● **TAREFAS PROPOSTAS**:
1. Segundo o texto sobre o especismo, que prêmio o escritor Isaac Bashevis Singer recebeu?
2. Por favor, repita do texto sobre o especismo o trecho que começa em "Augusto dos Anjos, em" e termina em "a espécie superior.".

● **TRECHO SELECIONADO**:
::::::

Office in a Small City por Edward Hopper

O especismo deve desaparecer

Os animais dependem de sorte […]. E nós, humanos, que dispomos de inteligência e consciência? Dependemos do quê, para mudar a sorte dos animais?
Ativistas pela causa animal
Ativistas pela causa animal

Especismo é a ideia sem nenhum fundamento de que uma espécie viva seja superior a outra e, como você já adivinhou, de que a nossa espécie, particularmente, seja a espécie superior, com direito a explorar, torturar e matar outras espécies.

Isaac B. Singer
Isaac B. Singer

O escritor Isaac Bashevis Singer, prêmio Nobel de literatura, escreveu que, para os animais, todos os humanos são nazistas. (Ele também declarou que era vegetariano não por causa de sua própria saúde, mas por causa da saúde das galinhas.)

Massacre de cabras em Santa Maria Xochixtlapico, Oaxaca (México).
Massacre de cabras em Santa Maria Xochixtlapico, Oaxaca (México)

Por causa das religiões e das tradições, milhares de animais são sacrificados, sangrados, torturados mundo afora. A espécie humana, misteriosamente, não consegue libertar-se das religiões, da fé e da ignorância, e os nossos irmãos animais pagam o preço de nossa vergonhosa mediocridade.

Não precisamos ser tão radicais. Há muitas pessoas que são vegetarianas e veganas, e essa é uma tendência que só cresce, em parte pela facilidade de comunicação e divulgação de ideias de que dispomos hoje. Mesmo quem ainda é carnívoro, pode não tratar mal os animais, ter animais em sua convivência e atuar contra os maus-tratos e barbaridades instituídas, como as touradas e as vaquejadas.

Touro agonizando para satisfazer o entusiasmo dos espectadores das touradas
Touro agonizando para satisfazer o entusiasmo dos espectadores das touradas

Resumindo, nem todos somos nazistas para os animais. Mas claro que esse pensamento tem toda razão de ser, já que o abate (e a própria criação para o abate) constitui processos semelhantes a campos de extermínio, uma rotina de mortandade, guardadas as proporções com os mais diversos horrores promovidos pelos nazistas – felizmente extintos.

Augusto dos Anjos, em um de seus célebres poemas, lembra que o animal que urra nos bosques é, com certeza, seu irmão mais velho. Pensamentos assim são pós-darwinistas, assimilados pelo fato de sermos, todos os seres vivos, resultantes de longos processos naturais ao longo de muitos milhões de anos. E o escritor tcheco Milan Kundera, em seu A insustentável leveza do ser, conclui didaticamente que a ideia bíblica de que um deus criou o homem a sua imagem e semelhança está assim consolidada porque foi escrita por um homem, não por um cavalo. Não existem animais melhores ou animais piores. Não existem a beleza e a feiura na natureza, isso são critérios nossos. Não existe a espécie superior.

::::::

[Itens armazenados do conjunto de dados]
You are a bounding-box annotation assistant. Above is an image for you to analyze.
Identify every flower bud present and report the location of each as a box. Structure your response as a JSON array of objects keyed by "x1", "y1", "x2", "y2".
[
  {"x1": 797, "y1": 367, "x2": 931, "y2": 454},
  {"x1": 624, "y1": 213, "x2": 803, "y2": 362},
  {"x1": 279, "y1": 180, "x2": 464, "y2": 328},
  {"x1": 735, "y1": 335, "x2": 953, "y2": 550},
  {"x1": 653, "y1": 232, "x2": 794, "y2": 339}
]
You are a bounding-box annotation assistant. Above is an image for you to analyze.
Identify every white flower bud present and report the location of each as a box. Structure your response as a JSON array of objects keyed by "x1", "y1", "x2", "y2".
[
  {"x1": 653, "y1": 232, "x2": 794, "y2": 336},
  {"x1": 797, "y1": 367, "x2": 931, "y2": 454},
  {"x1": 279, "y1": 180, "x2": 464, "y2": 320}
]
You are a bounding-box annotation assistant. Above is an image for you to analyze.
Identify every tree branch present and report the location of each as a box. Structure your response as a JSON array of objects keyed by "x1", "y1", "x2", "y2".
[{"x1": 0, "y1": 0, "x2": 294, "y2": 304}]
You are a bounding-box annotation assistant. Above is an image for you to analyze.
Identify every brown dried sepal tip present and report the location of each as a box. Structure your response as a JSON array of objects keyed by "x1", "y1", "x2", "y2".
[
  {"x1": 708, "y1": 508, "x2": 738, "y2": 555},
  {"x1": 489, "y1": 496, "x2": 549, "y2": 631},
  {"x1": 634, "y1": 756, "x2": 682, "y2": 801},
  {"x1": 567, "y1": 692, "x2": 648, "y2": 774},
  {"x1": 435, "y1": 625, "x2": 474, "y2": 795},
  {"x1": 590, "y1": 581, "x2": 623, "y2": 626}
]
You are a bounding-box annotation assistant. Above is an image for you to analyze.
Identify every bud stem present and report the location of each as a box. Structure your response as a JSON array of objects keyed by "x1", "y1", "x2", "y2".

::::::

● **TAREFAS RESOLVIDAS**:
1. O prêmio Nobel de literatura.

2.
Augusto dos Anjos, em um de seus célebres poemas, lembra que o animal que urra nos bosques é, com certeza, seu irmão mais velho. Pensamentos assim são pós-darwinistas, assimilados pelo fato de sermos, todos os seres vivos, resultantes de longos processos naturais ao longo de muitos milhões de anos. E o escritor tcheco Milan Kundera, em seu A insustentável leveza do ser, conclui didaticamente que a ideia bíblica de que um deus criou o homem a sua imagem e semelhança está assim consolidada porque foi escrita por um homem, não por um cavalo. Não existem animais melhores ou animais piores. Não existem a beleza e a feiura na natureza, isso são critérios nossos. Não existe a espécie superior.